## Document passage:
Here’s the number I didn’t like in the jobs report

This op-ed originally appeared on The Jared Bernstein Blog.

Payrolls rose 160,000 last month, less than the 200,000 we've come to expect and the smallest monthly gain since last September. Revisions to the prior two months data shaved 19,000 off of their previously reported gains.

However, though this slower pace could represent a downshift in the rate of job creation, it is far too soon to jump to that conclusion. These monthly numbers are jumpy and require averaging a few months' gains to get at the underlying trend. In fact, the monthly trend over the past three months is precisely 200,000, as shown in my monthly smoother below.

So, even while one can point to other slowing indicators, especially the 0.5% GDP growth in the first quarter of the year, do not assume the job market is softening.

The rest of the report provides indicators that bounce both ways. On the soft side, the slipping of the labor force participation rate was a real disappointment and a reversal of a recent upward trend in this closely watched metric of movements in and out of the labor force (see chart below).

After rising from a low of 62.4% last September to 63% in April, the LFPR ticked back down in May to 62.8%.

## Set problem 1:
Rewrite the listing from the line with "request | drop a dot on each instance of the car" to the line with "[(407, 173)]", putting "pair" in place of "tuple" and keeping everything else unchanged.

Raw records
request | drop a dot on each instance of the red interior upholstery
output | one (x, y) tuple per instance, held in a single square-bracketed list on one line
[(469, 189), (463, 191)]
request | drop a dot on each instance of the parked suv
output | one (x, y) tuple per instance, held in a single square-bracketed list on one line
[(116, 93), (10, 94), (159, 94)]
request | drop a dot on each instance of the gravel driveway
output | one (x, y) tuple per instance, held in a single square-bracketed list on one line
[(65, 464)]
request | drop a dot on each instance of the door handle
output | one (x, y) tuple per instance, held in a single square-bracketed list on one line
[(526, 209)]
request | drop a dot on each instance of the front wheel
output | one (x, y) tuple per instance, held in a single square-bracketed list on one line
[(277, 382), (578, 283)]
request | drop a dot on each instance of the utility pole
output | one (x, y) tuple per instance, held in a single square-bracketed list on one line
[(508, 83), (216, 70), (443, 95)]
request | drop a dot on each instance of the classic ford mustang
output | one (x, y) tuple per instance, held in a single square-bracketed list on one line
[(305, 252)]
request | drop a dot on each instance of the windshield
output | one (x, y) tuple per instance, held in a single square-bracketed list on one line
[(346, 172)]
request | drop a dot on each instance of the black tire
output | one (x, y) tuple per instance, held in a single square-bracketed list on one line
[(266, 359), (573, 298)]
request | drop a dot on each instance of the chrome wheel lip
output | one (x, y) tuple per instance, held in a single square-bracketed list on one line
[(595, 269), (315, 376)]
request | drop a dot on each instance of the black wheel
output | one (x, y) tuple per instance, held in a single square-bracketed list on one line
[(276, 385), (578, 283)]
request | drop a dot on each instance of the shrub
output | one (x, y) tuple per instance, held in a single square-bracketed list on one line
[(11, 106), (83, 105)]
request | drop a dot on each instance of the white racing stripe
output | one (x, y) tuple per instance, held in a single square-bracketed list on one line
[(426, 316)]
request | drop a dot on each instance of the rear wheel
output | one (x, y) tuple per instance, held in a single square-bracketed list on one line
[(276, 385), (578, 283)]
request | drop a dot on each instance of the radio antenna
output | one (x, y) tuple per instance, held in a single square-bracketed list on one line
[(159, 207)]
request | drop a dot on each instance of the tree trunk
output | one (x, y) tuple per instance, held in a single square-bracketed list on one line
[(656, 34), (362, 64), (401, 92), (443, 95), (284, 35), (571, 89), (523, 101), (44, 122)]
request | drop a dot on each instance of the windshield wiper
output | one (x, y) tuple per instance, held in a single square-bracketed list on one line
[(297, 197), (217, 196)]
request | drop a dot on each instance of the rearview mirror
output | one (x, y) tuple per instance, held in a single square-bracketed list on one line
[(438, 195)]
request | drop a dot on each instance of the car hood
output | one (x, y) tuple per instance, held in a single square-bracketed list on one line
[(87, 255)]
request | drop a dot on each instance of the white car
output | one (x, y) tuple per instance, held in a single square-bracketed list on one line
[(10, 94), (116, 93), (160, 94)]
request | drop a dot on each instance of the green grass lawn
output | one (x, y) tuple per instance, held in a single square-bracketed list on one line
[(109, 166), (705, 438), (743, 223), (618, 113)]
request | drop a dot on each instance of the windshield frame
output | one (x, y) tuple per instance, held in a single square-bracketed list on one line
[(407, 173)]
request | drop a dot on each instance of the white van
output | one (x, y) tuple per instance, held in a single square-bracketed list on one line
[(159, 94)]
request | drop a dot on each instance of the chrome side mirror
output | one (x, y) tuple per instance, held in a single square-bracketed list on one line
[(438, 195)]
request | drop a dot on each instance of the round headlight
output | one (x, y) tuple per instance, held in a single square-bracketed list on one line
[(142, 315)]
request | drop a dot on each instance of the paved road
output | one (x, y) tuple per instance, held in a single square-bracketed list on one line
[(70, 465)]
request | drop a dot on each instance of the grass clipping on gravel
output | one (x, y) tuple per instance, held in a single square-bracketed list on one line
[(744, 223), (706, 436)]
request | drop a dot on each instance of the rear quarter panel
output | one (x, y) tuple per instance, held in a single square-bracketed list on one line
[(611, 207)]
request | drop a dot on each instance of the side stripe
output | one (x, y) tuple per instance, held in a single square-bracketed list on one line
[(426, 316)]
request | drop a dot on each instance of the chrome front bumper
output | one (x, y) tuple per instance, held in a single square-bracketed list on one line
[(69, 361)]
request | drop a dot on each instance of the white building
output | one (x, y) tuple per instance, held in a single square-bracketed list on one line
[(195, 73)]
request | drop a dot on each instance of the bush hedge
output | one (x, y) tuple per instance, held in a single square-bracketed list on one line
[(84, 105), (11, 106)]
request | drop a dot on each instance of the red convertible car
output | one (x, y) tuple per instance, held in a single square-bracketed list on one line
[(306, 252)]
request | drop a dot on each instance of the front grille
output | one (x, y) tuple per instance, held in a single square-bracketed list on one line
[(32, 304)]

==

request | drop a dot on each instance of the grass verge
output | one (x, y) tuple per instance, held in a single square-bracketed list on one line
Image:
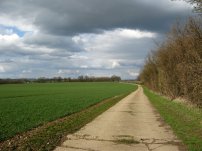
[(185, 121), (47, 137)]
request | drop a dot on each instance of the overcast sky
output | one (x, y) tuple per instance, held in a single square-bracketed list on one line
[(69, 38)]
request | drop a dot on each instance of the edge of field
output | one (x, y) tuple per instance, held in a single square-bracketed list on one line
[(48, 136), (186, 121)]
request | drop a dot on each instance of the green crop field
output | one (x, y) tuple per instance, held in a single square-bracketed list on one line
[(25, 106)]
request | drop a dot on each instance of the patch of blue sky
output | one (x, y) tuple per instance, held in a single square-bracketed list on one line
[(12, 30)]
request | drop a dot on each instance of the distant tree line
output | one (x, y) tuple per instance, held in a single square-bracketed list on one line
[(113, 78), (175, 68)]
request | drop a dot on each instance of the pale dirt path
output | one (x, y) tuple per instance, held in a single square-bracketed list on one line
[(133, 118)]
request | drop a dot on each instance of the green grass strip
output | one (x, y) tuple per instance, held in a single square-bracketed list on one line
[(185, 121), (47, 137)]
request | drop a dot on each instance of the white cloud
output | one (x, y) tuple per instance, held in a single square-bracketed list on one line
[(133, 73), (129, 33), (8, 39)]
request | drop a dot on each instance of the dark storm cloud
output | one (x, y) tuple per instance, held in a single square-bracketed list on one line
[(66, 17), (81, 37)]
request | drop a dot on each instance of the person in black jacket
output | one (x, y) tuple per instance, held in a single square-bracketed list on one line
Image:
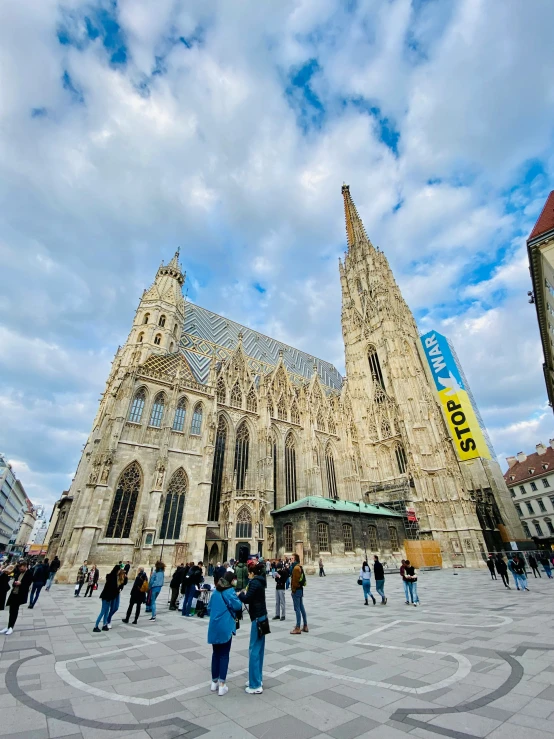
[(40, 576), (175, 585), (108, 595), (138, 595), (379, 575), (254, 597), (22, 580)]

## Set problem 2:
Copy the jobs report op-ed word for word, from "Payrolls rose 160,000" to "market is softening.".

## Task output 1:
request | drop a dot on each instance of the car hood
output | one (x, y) pair per instance, held in a single square-bracketed list on one line
[(87, 255)]
request | drop a dot on each instance of the white car
output | one (x, y) pair per instance, held in a single square-bracketed list on one line
[(10, 94), (116, 93), (160, 94)]
request | drop a dot on each instance of the green grass lawn
output | one (x, y) pair per instance, held in a single square-bracketed list on one line
[(109, 166), (705, 438), (743, 223), (618, 113)]
request | drop a dot on each instance of the windshield frame
output | one (x, y) pair per instance, held in a single square-bracketed list on one line
[(407, 173)]

## Task output 2:
Payrolls rose 160,000 last month, less than the 200,000 we've come to expect and the smallest monthly gain since last September. Revisions to the prior two months data shaved 19,000 off of their previously reported gains.

However, though this slower pace could represent a downshift in the rate of job creation, it is far too soon to jump to that conclusion. These monthly numbers are jumpy and require averaging a few months' gains to get at the underlying trend. In fact, the monthly trend over the past three months is precisely 200,000, as shown in my monthly smoother below.

So, even while one can point to other slowing indicators, especially the 0.5% GDP growth in the first quarter of the year, do not assume the job market is softening.